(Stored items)
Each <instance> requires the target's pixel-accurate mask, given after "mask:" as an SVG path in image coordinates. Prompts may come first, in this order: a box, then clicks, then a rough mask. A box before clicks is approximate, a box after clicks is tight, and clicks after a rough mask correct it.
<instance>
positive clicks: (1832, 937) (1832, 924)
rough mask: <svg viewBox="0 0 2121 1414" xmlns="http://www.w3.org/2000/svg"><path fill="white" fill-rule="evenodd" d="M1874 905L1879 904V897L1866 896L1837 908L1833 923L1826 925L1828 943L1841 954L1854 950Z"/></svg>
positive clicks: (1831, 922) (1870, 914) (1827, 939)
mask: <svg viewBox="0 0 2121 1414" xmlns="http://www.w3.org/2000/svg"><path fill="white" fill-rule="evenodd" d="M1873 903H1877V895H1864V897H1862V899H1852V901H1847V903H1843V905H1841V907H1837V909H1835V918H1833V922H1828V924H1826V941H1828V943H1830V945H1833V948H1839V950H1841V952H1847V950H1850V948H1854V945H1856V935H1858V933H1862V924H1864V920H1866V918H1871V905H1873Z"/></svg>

=== WHAT THE EXERCISE ASKS ===
What lines in the records contain the word "instance"? Return each one.

=== PROBLEM SOLUTION ===
Each <instance> requires the target's pixel-accurate mask, given after "mask:" as an SVG path in image coordinates. Prompts may come first, in this order: a box, then clicks, then a rough mask. A box before clicks is approximate, a box after clicks is tight, and clicks after a rough mask correct it.
<instance>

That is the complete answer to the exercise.